--- Excerpted records Enclosed Below ---

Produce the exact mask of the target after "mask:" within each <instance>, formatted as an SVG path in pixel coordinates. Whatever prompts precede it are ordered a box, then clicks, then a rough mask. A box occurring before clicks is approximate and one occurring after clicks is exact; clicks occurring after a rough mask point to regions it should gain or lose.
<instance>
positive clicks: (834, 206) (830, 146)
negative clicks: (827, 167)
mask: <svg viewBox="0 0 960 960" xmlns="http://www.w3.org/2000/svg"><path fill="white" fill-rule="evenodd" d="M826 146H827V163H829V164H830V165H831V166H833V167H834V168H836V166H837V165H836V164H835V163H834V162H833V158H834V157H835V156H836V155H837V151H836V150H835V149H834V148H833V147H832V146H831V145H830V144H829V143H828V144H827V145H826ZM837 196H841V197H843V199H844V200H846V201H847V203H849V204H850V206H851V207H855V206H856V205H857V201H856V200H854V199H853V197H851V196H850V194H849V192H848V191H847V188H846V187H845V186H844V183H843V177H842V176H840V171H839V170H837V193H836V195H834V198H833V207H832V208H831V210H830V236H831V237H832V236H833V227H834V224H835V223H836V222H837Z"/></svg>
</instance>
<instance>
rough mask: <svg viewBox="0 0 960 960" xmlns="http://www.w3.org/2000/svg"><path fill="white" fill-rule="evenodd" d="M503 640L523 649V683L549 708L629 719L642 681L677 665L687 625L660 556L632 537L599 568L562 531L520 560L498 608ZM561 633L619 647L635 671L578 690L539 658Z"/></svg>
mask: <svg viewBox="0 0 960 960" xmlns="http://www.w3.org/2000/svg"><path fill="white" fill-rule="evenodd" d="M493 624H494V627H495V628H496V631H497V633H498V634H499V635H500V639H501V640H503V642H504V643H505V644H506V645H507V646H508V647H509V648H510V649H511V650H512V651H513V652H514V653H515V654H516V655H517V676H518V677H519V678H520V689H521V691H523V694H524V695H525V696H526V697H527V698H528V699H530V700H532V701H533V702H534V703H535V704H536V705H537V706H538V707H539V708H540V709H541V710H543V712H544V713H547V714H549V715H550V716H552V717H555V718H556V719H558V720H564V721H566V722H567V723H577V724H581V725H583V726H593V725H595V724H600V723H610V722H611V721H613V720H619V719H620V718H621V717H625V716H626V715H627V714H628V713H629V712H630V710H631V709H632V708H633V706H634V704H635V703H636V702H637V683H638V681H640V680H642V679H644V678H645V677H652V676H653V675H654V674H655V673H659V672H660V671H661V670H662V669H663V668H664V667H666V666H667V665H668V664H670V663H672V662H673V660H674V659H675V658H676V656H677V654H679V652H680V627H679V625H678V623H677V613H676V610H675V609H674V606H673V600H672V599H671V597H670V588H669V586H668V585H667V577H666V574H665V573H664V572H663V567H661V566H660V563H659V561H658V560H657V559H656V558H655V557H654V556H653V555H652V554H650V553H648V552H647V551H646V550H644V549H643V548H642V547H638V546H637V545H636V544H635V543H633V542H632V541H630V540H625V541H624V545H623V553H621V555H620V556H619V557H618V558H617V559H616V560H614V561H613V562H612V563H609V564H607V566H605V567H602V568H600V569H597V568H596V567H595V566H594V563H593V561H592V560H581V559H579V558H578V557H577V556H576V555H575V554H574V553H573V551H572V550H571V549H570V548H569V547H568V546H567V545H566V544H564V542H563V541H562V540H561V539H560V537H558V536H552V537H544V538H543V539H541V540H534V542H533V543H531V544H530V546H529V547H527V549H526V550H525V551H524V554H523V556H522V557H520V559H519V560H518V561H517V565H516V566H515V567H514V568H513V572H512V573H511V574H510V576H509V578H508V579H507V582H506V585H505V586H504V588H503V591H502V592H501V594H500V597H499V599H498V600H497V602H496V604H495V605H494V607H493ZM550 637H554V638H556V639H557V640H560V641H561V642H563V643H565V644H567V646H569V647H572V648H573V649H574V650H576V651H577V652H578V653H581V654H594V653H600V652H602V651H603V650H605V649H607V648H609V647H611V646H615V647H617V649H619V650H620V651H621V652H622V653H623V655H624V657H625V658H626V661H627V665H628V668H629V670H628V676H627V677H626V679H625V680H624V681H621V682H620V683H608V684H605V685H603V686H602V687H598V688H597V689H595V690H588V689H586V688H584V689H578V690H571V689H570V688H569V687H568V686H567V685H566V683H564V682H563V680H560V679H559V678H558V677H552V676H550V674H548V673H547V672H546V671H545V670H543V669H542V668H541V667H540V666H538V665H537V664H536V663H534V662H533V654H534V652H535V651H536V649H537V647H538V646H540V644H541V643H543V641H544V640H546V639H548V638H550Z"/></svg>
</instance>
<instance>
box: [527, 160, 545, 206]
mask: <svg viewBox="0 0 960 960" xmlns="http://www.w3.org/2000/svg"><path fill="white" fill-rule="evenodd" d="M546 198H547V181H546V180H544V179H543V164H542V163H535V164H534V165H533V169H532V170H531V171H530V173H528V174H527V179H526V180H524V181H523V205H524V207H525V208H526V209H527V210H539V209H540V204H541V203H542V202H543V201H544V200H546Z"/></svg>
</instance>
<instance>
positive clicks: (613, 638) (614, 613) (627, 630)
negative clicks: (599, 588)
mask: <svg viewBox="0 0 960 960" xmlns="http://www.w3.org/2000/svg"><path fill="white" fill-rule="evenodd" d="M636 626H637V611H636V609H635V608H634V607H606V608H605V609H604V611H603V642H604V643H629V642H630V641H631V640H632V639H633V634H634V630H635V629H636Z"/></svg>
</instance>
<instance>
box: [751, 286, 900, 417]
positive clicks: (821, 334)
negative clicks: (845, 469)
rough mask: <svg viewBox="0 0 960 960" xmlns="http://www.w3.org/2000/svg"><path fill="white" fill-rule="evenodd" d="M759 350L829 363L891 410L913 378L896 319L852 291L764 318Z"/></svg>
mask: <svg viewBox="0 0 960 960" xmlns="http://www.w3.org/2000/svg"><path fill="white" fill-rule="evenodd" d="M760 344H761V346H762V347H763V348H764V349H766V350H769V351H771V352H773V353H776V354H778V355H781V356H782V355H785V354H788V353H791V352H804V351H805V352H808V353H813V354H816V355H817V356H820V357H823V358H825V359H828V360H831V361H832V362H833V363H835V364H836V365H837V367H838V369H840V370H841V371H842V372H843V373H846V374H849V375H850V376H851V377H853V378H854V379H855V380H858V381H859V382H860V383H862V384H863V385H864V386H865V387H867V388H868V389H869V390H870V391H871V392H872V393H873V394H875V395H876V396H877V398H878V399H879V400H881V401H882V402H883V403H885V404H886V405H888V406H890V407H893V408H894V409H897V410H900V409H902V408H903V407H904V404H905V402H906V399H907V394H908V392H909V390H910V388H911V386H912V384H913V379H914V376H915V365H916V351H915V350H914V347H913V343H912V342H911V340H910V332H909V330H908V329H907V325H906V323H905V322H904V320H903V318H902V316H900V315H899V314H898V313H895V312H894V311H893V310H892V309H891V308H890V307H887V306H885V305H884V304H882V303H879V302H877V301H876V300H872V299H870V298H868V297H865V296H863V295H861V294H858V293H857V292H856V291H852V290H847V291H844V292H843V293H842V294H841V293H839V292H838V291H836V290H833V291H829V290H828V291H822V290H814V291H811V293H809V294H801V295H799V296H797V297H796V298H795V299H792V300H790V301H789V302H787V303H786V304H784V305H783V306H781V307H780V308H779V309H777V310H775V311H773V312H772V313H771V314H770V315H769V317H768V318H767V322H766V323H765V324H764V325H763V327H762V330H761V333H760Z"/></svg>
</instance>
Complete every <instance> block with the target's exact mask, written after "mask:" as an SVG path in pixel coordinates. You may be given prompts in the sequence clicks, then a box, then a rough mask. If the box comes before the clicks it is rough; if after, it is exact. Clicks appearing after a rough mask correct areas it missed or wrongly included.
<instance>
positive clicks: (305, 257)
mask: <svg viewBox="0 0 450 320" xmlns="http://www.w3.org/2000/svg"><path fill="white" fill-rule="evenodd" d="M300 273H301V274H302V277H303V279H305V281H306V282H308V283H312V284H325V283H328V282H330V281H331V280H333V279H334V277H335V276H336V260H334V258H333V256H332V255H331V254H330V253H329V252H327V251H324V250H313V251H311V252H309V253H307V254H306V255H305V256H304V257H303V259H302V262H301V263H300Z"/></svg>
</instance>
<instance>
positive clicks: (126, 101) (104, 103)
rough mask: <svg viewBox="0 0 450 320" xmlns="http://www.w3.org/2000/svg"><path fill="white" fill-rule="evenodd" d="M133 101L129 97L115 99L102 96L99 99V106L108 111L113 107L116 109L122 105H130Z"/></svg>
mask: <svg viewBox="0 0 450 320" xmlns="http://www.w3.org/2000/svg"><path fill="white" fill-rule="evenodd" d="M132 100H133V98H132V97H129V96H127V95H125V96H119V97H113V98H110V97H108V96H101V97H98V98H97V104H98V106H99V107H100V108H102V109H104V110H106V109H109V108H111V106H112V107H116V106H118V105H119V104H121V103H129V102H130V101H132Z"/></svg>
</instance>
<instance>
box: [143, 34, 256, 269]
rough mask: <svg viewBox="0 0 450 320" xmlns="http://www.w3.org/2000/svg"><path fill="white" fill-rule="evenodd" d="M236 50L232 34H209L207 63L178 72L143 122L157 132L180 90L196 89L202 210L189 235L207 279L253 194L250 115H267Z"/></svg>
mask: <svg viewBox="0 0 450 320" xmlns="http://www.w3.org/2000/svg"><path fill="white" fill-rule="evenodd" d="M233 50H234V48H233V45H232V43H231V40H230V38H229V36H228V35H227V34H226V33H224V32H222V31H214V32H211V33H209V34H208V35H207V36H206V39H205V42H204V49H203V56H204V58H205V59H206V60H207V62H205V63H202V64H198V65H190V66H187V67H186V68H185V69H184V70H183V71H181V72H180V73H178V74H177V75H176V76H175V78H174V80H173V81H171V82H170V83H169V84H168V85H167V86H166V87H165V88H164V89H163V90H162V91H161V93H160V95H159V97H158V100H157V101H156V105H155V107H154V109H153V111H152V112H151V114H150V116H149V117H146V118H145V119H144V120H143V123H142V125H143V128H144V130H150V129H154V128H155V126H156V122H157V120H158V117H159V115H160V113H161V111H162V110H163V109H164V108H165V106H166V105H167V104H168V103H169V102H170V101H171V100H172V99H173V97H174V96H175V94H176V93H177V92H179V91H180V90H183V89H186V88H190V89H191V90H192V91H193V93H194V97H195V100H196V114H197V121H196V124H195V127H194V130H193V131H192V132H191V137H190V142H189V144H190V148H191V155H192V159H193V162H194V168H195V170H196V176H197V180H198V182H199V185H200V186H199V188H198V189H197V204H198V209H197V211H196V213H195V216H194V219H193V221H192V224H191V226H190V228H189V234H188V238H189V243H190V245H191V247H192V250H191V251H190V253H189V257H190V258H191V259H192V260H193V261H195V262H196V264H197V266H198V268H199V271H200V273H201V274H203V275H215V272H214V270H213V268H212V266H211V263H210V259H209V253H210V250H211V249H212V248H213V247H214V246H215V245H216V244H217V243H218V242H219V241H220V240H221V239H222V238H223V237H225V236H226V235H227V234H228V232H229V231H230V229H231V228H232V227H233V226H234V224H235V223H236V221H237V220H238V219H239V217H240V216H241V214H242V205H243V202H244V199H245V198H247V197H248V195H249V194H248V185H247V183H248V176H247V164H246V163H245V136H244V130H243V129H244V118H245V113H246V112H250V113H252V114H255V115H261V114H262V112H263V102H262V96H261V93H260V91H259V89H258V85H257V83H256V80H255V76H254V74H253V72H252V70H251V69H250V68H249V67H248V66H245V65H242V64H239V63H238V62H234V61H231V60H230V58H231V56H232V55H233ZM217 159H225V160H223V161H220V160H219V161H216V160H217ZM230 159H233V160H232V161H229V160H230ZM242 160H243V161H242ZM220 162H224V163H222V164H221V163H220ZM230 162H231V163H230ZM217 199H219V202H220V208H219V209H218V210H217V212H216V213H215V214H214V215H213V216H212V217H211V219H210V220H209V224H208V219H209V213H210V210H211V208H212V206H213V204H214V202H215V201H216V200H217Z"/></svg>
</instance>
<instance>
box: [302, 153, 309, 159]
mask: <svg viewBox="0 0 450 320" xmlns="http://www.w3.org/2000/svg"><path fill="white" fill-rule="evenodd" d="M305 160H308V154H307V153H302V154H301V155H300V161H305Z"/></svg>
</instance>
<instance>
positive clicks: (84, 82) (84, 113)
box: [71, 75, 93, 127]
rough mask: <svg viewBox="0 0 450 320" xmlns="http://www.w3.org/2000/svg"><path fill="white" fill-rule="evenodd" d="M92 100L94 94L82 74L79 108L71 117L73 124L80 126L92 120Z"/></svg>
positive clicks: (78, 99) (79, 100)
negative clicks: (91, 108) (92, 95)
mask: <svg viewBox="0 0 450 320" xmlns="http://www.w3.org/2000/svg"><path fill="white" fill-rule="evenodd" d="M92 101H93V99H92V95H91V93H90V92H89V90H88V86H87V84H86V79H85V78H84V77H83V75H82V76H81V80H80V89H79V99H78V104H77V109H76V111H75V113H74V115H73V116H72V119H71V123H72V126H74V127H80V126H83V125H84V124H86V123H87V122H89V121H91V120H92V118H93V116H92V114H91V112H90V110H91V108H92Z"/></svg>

--- End of Enclosed Excerpted records ---

#### Exercise details
Pull out every line of the rows above that contains the string "negative", copying each line in full.

#### Written solution
negative clicks: (827, 167)
negative clicks: (599, 588)
negative clicks: (845, 469)
negative clicks: (91, 108) (92, 95)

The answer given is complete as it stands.